▸ **Text to read**:

^^^^^^^^

# Edinburgh & Recommendations for Places to eat



## Dizzydi (Apr 9, 2010)

Elo Folks.

I'm of to Edinuburgh on the 17th April for 5 lovely days. Can anyone recommend any places to eat ?

Thanks


----------



## Steff (Apr 9, 2010)

Hi Di dont know whereabouts your going in burgh but here is a list of a few, im sure they edinburgh members amongst us will be able to give you more info


http://www.nileguide.com/destinatio...d=G_EDI_fo_5&gclid=CLHa4qTx-aACFaVo4woddUM_BQ

it also gives u a list of places in edinburgh and also a list of the type of food your after, french, british, seafood etc etc


----------



## Dizzydi (Apr 9, 2010)

Steff2010 said:


> Hi Di dont know whereabouts your going in burgh but here is a list of a few, im sure they edinburgh members amongst us will be able to give you more info
> 
> 
> http://www.nileguide.com/destinatio...d=G_EDI_fo_5&gclid=CLHa4qTx-aACFaVo4woddUM_BQ
> ...

^^^^^^^^

Extracted records
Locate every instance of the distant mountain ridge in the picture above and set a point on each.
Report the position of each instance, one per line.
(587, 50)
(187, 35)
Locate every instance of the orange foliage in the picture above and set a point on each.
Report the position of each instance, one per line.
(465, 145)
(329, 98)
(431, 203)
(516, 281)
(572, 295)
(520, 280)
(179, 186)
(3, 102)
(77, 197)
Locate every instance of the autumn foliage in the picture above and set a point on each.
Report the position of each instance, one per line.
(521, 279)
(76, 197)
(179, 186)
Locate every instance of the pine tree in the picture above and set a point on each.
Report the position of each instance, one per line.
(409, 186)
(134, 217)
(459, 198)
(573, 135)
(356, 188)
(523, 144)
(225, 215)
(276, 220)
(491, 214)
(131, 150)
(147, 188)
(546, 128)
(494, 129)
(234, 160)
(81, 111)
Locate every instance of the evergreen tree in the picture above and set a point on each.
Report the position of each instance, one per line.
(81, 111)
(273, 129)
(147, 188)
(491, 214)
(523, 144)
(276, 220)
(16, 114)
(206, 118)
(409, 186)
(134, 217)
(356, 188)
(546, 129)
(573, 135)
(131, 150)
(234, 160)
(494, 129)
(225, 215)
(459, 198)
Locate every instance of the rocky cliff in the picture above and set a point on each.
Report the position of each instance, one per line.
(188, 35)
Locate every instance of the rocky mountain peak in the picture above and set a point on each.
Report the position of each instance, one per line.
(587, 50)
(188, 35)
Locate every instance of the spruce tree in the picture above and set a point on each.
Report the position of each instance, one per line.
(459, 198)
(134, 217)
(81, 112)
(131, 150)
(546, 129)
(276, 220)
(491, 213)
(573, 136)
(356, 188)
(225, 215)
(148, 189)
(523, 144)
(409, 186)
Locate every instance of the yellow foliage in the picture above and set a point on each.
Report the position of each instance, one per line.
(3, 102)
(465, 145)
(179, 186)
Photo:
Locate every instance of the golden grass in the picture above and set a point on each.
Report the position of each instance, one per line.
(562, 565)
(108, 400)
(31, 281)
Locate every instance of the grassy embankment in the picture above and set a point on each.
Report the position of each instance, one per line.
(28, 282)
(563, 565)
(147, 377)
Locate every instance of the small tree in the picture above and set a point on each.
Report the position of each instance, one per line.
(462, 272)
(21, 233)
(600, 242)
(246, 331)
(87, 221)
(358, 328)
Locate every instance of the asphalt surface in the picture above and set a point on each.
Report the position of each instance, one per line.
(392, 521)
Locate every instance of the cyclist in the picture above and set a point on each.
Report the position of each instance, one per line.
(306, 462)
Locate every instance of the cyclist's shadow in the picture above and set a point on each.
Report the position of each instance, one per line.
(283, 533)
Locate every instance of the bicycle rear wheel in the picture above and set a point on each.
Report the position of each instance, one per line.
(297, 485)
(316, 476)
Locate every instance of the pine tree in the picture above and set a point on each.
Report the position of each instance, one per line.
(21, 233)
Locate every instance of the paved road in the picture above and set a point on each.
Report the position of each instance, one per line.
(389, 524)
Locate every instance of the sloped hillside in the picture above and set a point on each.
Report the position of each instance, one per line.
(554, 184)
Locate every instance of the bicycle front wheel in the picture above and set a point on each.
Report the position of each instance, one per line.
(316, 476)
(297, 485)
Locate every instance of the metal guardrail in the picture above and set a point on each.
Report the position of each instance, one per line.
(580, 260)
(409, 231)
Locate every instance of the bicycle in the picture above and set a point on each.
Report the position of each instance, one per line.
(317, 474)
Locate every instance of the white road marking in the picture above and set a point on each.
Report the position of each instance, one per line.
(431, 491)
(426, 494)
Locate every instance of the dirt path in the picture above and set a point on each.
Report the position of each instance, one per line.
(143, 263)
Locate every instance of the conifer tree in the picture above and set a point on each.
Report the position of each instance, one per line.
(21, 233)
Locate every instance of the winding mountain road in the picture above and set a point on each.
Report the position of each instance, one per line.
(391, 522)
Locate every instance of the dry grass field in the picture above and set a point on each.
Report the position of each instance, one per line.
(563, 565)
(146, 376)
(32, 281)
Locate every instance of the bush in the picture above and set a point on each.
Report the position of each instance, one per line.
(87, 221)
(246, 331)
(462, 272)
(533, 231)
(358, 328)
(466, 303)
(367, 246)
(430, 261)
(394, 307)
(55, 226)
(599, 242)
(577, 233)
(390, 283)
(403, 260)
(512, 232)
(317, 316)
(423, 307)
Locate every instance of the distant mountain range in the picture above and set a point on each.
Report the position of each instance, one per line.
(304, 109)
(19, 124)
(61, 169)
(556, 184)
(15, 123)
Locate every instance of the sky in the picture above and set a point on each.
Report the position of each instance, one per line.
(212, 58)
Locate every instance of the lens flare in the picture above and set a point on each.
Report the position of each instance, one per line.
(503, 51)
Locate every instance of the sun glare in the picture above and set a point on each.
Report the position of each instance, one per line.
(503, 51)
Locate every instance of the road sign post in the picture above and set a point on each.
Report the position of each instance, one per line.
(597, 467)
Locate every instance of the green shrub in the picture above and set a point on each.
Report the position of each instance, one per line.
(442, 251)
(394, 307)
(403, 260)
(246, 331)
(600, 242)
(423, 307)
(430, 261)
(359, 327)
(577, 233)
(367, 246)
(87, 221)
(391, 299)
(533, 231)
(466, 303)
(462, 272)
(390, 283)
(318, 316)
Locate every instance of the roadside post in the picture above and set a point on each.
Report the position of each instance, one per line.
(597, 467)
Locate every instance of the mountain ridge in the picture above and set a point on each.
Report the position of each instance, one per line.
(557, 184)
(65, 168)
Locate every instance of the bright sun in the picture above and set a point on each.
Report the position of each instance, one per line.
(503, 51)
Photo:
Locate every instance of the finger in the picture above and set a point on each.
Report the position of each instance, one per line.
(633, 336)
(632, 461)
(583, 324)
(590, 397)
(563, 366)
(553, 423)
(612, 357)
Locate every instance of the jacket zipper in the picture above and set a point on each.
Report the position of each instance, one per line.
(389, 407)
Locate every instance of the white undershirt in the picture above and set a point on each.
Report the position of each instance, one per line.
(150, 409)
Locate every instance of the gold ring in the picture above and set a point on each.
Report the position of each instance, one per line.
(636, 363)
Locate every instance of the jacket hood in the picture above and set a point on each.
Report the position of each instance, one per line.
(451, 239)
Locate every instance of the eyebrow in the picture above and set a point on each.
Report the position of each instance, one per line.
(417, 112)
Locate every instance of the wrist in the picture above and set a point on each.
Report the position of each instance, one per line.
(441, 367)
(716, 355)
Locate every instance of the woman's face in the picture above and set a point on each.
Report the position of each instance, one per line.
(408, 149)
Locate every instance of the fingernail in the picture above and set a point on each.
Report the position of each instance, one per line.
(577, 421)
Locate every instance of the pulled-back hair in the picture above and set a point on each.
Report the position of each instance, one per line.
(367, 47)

^^^^^^^^

▸ **What to work on**:
(1) In the Edinburgh restaurant thread, how many days does the first poster plan to spend in Edinburgh?
(2) Resume the Edinburgh restaurant thread from the point where it stops.

▸ **Answers by task**:
(1) Five days.

(2)
Hi Steff,

Thanks I will have a look at this.

Di x

PS I'm supposed to be doing my month end accounts and I'm now skiving cause I'm bored and can't be botherered ......lol


----------



## Steff (Apr 9, 2010)

Dizzydi said:


> Hi Steff,
> 
> Thanks I will have a look at this.
> 
> ...



lol naughty.

ps have a good time in the Auld Reekie as its known, is it a holiday?


----------



## rachelha (Apr 9, 2010)

Hi Di - I am in Edinburgh, and currently meant to be starting on my year end accounts but skiving 

What sort of food do you like?  Where are you staying?

Rx


----------



## Dizzydi (Apr 9, 2010)

Steff2010 said:


> lol naughty.
> 
> ps have a good time in the Auld Reekie as its known, is it a holiday?



It is a little holiday - generally try and do a city break early on each year before main holiday.

We flipped a coin between Edinburgh and Dublin - Edinburgh won which I'm glad of always wanted to go & I've been to Dublin before. I'm going to go to the Zoo and do the night auld reekie terror tour...lol...if I can stay awake that long


----------



## Dizzydi (Apr 9, 2010)

rachelha said:


> Hi Di - I am in Edinburgh, and currently meant to be starting on my year end accounts but skiving
> 
> What sort of food do you like?  Where are you staying?
> 
> Rx



Hi Rachel,

Staying at the Salisbury Hotel.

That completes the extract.